En dos anteriores artículos anotaba lo difícil que ha resultado para América Latina cobrar los impuestos directos, incluyendo nuestro país, en que aportan una porción bajísima del PIB; pero eso no significa que se hayan de abandonar los intentos. Al contrario, en el país hay diversas formas de recaudar más impuestos sobre los ingresos y la propiedad, aunque sin esperar milagros, sin creer que por esta vía vamos a elevar la carga tributaria como hacen los países desarrollados.
Y como tanto se viene hablando de racionalizar las exenciones, conviene revisar algunos ejemplos de irracionalidades que existen.
Uno de ellos es la exención del impuesto sobre la renta (ISR) a los ingresos percibidos por inversiones en instrumentos financieros comprados en el mercado de valores. Una antigua teoría de las finanzas públicas entiende que, por razones de justicia, el Estado debería gravar los ingresos en proporción inversa al esfuerzo que implicó generarlos. En base a tal criterio se ha justificado siempre que los impuestos sean más altos a los ingresos que más fácil haya sido percibirlos, como los premios, ganancias en juegos de azar, etc.
Ahora pongamos el caso siguiente: un padre de dos hijos quiere dotarlos de una buena formación. El primero le pide cubrir los costos de una buena universidad extranjera, y en base a mucho esfuerzo termina haciéndose médico, ingeniero o cualquier otra profesión. El segundo le pide el dinero en efectivo y lo invierte en bonos o certificados financieros. Al final ambos hijos terminan generando el mismo ingreso mensual: uno sudando con su esfuerzo, y el otro esperando en su casa por el rendimiento de su inversión.
¿Qué calidad tiene el Estado para cobrarle el ISR al que trabaja y eximírselo al rentista? Pues la realidad es que el sistema tributario está diseñado para que pague el que se gana el dinero trabajando mientras lo exime al que lo percibe por intereses en el mercado de valores, en una de las mayores injusticias concebibles.
Un segundo caso se refiere a la exención del ISR a los dividendos percibidos por accionistas en las empresas de zonas francas. Conviene advertir que en la tributación hay algunos principios que siempre deben ser respetados, pero no confundidos. Por ejemplo, un principio es que las exportaciones no se gravan, pues los países no exportan impuestos. En base a tal criterio fue concebido el régimen de zonas francas, exento de todo impuesto que pueda afectar sus actividades. Todo el mundo está consciente que así debería ser, y su desarrollo ha tenido un indudable impacto social.

* **Tareas propuestas**
- A) Enumere lo que, según el artículo sobre las exenciones tributarias, está exento de impuestos o no se grava.
- B) Prosiga el artículo sobre las exenciones tributarias a partir de su última oración.

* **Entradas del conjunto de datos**
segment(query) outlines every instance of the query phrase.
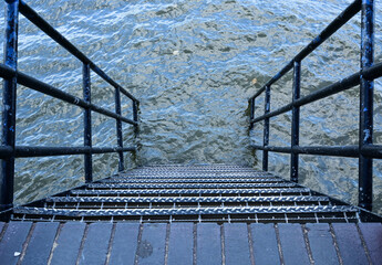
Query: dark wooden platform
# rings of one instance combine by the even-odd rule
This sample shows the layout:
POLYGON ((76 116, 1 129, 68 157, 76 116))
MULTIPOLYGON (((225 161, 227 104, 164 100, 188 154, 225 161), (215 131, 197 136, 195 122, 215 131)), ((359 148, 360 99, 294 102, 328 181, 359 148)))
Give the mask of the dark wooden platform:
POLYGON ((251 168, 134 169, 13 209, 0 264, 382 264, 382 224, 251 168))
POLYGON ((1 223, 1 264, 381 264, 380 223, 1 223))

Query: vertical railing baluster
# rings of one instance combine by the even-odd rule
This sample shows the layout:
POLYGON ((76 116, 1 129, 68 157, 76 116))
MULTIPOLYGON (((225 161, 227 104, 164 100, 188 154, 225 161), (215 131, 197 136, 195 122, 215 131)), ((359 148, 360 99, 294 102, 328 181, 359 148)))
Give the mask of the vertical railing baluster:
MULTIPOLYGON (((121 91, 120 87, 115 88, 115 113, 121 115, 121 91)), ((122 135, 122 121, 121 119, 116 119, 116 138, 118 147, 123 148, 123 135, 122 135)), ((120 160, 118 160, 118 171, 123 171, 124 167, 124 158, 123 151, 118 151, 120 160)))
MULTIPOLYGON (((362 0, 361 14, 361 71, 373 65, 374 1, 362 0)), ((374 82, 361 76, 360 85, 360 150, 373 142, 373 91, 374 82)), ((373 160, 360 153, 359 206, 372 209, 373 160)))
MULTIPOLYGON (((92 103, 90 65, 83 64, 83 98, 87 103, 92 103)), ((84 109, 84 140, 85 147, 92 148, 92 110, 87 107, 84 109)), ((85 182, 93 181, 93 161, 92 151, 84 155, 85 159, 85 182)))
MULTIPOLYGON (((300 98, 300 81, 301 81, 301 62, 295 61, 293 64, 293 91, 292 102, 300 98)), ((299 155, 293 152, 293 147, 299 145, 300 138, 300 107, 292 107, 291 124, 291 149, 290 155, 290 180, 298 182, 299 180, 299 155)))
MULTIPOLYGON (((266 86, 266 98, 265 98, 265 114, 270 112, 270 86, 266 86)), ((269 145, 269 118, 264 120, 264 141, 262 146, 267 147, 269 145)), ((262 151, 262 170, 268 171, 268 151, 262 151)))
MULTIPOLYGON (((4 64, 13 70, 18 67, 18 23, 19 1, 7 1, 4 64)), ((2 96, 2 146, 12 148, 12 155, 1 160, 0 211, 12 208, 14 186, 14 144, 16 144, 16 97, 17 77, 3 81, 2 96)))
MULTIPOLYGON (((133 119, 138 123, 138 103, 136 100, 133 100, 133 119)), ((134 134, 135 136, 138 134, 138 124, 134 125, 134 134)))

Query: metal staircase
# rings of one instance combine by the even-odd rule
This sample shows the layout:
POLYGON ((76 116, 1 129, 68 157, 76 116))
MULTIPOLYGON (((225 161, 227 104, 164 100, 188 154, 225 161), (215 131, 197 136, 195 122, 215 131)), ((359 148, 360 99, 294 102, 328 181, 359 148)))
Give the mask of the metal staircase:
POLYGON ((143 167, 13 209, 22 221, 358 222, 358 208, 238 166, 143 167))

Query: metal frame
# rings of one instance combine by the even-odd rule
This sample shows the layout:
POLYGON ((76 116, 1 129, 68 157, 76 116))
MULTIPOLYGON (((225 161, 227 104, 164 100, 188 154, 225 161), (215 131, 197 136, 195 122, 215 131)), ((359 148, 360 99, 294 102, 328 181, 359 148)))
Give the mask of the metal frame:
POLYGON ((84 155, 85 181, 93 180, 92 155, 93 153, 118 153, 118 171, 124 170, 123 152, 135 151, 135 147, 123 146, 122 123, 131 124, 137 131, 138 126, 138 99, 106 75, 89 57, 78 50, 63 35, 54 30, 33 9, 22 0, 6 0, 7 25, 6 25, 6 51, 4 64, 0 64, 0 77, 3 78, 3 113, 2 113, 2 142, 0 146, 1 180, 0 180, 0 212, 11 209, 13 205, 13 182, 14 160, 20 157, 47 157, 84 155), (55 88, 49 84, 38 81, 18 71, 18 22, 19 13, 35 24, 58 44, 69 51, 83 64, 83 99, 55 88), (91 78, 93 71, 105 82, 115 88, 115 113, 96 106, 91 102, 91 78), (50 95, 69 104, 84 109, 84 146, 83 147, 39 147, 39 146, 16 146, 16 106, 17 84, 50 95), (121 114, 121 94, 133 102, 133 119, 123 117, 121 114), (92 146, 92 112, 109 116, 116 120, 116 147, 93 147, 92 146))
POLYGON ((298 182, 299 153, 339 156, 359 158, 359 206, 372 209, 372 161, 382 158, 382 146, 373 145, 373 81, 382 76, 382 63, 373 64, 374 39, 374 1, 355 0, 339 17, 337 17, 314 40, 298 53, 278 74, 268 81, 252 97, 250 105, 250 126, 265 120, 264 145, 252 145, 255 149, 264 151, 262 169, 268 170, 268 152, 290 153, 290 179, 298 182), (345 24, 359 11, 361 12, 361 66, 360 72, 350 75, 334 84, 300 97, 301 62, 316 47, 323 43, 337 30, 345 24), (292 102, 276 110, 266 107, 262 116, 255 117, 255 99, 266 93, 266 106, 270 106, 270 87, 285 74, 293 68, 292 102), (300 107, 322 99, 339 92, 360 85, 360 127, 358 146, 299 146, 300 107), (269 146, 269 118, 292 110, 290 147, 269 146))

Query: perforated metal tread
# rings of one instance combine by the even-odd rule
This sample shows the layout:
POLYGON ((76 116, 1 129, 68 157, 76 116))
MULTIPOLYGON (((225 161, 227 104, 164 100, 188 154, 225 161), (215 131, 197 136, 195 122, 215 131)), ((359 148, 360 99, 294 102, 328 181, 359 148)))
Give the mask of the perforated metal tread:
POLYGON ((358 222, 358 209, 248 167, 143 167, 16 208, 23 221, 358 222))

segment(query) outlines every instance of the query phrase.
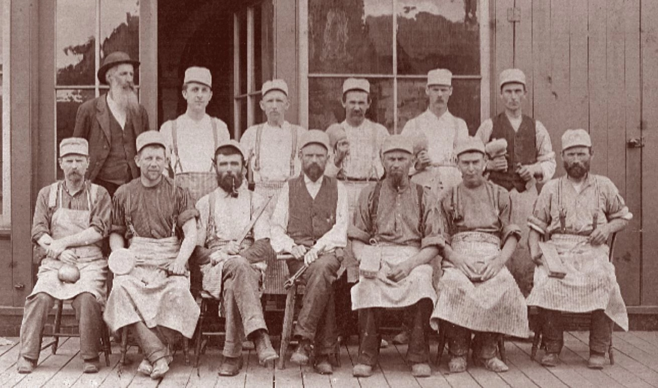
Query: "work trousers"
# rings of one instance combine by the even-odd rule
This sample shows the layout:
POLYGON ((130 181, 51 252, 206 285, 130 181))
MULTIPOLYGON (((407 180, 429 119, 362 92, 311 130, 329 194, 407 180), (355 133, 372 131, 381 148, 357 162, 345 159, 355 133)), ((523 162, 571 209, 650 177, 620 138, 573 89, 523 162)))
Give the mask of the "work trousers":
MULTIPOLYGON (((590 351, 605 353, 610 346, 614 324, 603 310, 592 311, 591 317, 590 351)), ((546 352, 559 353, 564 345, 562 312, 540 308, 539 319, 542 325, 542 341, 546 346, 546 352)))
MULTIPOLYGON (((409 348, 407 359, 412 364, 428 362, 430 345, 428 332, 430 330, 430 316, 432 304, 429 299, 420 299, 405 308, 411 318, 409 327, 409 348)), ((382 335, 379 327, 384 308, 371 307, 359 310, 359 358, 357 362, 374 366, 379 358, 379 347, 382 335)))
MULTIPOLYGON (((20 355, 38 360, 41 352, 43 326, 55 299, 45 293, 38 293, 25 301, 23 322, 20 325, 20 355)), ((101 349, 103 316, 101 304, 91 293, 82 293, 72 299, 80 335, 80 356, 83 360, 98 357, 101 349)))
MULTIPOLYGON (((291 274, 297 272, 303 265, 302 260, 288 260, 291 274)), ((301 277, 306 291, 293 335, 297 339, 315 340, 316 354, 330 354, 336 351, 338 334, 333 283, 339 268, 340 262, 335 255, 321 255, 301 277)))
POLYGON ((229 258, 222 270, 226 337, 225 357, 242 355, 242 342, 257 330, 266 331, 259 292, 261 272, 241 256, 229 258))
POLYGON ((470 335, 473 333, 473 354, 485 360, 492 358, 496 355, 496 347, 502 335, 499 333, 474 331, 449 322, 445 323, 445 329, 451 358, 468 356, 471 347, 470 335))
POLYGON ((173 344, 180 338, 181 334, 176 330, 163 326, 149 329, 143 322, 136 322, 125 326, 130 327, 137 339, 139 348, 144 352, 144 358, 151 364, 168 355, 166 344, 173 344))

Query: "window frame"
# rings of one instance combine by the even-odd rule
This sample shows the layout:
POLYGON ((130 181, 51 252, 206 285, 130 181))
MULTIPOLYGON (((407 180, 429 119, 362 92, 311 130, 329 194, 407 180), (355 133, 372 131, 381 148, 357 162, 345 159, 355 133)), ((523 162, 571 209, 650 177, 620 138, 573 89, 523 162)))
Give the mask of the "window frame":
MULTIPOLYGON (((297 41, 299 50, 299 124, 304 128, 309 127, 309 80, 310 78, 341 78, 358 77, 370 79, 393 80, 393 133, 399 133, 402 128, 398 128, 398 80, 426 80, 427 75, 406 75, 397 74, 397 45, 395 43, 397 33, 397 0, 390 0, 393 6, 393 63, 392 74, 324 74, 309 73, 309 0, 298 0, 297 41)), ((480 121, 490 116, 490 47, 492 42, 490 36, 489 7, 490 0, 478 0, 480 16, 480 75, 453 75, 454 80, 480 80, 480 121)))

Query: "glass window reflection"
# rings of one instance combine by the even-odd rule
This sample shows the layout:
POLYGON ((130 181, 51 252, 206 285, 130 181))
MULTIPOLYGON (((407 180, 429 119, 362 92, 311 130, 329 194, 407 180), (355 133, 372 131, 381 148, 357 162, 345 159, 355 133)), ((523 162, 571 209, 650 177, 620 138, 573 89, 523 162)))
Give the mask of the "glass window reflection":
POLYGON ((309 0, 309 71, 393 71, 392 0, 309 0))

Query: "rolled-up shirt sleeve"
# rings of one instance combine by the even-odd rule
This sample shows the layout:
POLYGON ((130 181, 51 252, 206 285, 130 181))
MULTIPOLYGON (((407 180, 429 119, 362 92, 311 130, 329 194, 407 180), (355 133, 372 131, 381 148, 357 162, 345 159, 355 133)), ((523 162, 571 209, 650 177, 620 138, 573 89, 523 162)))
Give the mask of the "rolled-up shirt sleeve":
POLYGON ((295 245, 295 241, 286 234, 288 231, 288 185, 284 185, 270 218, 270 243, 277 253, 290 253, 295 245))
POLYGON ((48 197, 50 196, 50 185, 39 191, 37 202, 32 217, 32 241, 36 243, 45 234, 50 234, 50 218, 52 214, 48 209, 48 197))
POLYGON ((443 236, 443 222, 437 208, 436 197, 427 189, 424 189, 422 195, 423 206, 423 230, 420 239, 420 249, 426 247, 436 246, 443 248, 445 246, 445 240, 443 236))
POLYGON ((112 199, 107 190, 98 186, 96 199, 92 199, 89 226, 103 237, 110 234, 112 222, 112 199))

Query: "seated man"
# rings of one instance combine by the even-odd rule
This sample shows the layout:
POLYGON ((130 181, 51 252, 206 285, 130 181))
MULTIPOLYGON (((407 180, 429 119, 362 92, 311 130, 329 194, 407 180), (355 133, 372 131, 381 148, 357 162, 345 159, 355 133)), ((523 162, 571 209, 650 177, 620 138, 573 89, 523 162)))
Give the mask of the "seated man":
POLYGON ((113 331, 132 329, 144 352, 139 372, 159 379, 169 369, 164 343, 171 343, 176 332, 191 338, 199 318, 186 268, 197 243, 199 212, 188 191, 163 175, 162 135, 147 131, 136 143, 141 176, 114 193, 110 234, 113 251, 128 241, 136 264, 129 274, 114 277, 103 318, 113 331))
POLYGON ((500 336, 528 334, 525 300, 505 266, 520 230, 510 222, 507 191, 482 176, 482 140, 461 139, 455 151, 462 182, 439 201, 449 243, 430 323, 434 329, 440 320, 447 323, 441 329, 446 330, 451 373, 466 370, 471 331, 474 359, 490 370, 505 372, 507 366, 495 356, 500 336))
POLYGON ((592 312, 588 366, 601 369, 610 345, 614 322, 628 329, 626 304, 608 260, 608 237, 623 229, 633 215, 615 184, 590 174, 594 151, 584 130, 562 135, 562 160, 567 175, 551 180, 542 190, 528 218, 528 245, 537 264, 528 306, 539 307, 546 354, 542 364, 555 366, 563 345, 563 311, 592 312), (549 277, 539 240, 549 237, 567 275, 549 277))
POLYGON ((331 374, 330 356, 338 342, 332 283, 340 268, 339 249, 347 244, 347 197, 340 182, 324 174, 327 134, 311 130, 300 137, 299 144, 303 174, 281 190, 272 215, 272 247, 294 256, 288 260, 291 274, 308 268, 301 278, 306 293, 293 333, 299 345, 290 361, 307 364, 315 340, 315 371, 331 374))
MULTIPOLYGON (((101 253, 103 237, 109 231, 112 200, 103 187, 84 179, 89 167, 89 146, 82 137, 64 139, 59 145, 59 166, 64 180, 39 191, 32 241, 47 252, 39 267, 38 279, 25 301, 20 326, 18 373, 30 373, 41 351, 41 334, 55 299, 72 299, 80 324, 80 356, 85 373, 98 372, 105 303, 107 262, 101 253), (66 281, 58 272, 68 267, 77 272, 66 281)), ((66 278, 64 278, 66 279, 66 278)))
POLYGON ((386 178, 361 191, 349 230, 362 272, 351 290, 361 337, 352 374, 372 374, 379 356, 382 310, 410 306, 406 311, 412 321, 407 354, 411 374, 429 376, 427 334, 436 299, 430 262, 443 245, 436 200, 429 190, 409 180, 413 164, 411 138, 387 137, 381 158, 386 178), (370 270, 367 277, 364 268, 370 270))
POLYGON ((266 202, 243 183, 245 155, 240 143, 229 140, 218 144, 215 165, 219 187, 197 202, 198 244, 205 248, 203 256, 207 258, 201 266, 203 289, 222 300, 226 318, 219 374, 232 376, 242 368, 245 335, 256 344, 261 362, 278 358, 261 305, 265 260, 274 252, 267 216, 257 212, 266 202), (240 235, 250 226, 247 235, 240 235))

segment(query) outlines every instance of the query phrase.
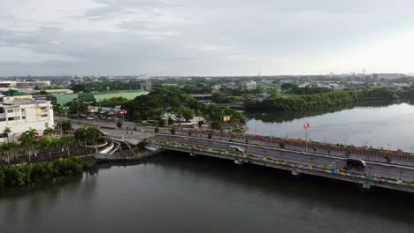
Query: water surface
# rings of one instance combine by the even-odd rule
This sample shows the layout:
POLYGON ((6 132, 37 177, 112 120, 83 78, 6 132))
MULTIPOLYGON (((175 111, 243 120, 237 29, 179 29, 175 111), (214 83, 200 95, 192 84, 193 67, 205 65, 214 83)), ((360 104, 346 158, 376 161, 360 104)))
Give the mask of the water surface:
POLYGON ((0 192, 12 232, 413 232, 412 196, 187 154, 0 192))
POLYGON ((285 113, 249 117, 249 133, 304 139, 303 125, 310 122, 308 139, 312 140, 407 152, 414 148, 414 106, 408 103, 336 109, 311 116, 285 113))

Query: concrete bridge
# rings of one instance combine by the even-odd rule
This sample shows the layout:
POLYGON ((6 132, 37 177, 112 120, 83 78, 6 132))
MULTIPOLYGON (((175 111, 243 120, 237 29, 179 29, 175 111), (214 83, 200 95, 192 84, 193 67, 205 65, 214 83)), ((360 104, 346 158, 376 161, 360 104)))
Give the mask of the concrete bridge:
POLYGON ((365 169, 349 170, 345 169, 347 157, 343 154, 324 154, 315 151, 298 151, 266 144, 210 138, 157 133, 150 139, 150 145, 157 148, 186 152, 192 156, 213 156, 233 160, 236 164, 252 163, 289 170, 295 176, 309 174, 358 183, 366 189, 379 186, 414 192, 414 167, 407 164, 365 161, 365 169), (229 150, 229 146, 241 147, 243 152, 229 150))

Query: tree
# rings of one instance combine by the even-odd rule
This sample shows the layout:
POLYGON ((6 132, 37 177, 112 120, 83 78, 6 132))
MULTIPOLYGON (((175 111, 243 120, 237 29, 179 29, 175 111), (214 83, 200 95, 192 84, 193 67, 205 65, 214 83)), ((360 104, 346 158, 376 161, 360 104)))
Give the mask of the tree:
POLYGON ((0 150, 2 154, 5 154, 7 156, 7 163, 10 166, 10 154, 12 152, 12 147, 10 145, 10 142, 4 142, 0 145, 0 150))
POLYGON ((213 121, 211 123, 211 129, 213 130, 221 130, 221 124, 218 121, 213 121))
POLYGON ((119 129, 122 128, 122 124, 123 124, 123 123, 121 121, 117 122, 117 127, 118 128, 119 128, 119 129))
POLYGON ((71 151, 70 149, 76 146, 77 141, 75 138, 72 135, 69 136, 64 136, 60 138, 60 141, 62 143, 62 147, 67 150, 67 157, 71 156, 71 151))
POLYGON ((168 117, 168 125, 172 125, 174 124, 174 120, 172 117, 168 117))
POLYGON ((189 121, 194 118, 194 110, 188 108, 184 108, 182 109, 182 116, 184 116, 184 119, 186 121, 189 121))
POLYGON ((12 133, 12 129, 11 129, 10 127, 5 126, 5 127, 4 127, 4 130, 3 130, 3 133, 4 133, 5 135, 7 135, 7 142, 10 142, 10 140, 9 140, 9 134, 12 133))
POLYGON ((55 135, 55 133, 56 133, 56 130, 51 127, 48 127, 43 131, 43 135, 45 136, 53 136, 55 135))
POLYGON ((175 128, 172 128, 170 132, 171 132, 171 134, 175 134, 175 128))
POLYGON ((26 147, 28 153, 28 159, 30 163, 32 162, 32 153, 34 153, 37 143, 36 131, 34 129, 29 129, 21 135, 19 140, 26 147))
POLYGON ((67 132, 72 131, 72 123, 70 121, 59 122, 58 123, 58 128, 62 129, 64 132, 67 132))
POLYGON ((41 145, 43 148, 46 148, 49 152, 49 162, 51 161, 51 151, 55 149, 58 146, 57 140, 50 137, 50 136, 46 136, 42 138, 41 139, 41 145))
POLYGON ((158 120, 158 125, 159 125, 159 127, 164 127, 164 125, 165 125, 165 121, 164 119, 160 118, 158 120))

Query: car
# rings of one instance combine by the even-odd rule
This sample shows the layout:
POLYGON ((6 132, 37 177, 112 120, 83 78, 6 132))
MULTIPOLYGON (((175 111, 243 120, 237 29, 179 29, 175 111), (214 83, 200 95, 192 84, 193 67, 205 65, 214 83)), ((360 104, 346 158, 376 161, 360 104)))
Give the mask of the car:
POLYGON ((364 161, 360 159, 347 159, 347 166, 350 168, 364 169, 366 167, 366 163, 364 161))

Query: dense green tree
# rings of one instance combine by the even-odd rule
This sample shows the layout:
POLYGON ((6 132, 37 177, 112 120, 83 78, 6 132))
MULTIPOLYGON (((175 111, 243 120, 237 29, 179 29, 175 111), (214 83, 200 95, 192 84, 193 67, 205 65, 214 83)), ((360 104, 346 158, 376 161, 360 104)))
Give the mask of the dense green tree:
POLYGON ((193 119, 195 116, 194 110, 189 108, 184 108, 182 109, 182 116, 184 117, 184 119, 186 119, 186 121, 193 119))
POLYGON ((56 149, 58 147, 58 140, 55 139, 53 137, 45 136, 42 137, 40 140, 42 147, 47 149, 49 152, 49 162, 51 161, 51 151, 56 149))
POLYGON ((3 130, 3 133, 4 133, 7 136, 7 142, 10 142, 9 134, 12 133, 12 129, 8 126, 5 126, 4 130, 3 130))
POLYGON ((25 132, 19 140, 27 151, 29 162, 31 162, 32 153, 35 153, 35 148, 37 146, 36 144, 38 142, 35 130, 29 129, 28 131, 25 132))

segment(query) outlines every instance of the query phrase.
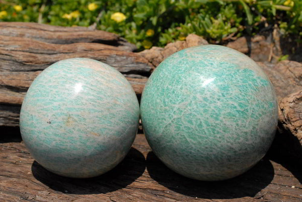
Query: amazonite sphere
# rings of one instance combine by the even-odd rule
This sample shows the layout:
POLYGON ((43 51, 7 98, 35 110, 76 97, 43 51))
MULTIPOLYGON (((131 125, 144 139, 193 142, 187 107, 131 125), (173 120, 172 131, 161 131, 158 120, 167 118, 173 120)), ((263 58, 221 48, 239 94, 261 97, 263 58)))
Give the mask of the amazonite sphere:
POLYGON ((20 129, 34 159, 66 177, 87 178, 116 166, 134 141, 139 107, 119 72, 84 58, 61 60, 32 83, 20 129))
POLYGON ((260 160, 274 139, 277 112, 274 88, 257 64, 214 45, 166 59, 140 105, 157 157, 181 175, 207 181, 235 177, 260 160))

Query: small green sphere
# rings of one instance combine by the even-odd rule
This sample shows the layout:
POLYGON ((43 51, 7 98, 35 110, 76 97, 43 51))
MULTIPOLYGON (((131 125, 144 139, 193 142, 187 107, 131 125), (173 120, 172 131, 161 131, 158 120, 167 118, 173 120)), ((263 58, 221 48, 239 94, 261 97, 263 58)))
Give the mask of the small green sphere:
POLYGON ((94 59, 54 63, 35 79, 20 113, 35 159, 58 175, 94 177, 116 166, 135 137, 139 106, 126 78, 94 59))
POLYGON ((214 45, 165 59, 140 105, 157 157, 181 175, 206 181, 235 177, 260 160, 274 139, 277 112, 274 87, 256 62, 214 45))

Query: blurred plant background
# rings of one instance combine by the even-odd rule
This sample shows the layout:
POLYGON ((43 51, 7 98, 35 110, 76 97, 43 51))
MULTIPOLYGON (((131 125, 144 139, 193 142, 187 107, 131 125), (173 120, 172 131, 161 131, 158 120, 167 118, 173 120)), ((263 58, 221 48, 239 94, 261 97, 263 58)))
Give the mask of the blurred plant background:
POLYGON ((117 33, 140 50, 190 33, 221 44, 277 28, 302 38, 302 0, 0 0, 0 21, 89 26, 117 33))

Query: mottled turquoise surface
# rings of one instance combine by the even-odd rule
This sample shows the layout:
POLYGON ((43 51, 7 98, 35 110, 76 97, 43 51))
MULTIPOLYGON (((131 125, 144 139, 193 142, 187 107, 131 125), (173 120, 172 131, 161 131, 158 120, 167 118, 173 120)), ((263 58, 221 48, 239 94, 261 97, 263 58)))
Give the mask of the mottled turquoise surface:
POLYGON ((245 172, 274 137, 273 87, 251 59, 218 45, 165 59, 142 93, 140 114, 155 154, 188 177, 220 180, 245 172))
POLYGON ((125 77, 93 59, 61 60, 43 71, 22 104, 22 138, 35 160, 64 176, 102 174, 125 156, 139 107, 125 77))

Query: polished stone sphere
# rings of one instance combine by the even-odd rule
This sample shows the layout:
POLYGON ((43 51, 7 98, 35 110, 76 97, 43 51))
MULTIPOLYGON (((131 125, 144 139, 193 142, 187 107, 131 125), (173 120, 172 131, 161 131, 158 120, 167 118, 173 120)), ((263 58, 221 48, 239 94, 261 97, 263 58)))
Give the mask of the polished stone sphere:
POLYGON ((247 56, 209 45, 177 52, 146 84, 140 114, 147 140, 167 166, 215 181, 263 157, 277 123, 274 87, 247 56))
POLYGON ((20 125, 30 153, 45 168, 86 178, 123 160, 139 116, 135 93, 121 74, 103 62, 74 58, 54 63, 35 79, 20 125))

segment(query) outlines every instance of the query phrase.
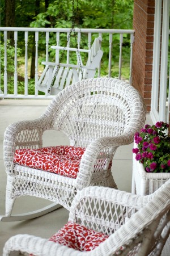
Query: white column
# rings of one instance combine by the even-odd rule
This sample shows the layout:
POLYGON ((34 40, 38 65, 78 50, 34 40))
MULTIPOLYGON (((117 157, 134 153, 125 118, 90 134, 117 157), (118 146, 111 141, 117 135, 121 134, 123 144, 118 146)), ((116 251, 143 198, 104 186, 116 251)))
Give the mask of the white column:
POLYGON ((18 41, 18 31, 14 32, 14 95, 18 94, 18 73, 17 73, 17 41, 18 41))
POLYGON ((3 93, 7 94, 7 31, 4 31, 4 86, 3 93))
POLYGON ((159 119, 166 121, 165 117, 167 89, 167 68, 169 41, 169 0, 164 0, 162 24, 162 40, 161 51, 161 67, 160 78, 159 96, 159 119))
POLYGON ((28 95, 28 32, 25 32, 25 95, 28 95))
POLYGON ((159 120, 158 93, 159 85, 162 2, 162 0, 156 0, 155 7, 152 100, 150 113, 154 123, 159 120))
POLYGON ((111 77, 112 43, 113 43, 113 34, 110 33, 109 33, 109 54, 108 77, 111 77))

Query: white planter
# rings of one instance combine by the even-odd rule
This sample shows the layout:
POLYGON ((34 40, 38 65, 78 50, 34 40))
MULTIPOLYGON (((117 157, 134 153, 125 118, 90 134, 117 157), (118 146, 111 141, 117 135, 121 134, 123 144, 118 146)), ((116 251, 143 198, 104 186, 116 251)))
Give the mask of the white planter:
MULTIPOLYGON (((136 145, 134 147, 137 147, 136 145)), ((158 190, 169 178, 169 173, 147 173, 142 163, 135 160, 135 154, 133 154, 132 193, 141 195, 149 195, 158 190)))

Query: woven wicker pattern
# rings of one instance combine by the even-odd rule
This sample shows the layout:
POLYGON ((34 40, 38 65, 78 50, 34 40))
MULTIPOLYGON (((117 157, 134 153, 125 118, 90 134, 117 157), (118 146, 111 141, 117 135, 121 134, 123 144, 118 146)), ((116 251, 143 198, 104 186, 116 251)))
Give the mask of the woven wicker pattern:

* **Resultados obtenidos**
- A)
- Los ingresos percibidos por inversiones en instrumentos financieros comprados en el mercado de valores (exentos del ISR)
- Los dividendos percibidos por accionistas en las empresas de zonas francas (exentos del ISR)
- Las exportaciones, que no se gravan
- El régimen de zonas francas, exento de todo impuesto que pueda afectar sus actividades

- B)
Sin embargo, un error habitual es creer que también eso conlleva eximir de impuesto el ingreso que se origina en una exportación. Resulta que el ISR no grava la exportación, sino el ingreso; el Estado debe procurar que todo el que produce para exportar gane dinero, pero todo el que gana dinero debe aportar una parte al fisco, sin importar su procedencia.
Hace mucho que se entiende que esa exención no es racional, e incluso choca con las disposiciones de la OMC. Pero cada intento de eliminarla choca con la realidad de que entre los países del DRCAFTA ninguno quiere ser el primero, por temor a que las inversiones se vayan al otro, y no ha sido posible que entre los gobiernos vecinos se pongan de acuerdo para eliminarla simultáneamente.
Una tercera práctica que debería suprimirse es la de los estímulos fiscales al gasto privado en educación. En una época en que el Estado tenía casi abandonado el sistema educativo, como una forma de resarcir a los hogares que se esforzaran por sí mismos, se dispuso deducir los gastos educativos de la renta imponible, a fin de incentivar los gastos privados en educación.
Aun así, el impacto de este instrumento sobre la educación es virtualmente nulo, debido a que reduce el pago de impuestos a grupos sociales que de todas maneras iban a educar a sus hijos, pues su uso se limita a un segmento de hogares de alto ingreso que declara impuestos, y además completa los trámites para la deducción.
Vamos a ser francos: ningún pobre hace declaración de impuesto sobre la renta, y aún los asalariados que hacen uso de este beneficio fiscal, se trata generalmente de los funcionarios de un reducido número de empresas grandes. Pero a lo largo de la historia, las élites económicas nunca han necesitado ni la imposición ni el auxilio del Estado para educar a sus hijos, pues esta es condición de su propia reproducción. Y si este incentivo los que terminan aprovechándolo son élites que de todas maneras iban a educar a sus hijos, entonces la exoneración se convierte en un regalo a los ricos.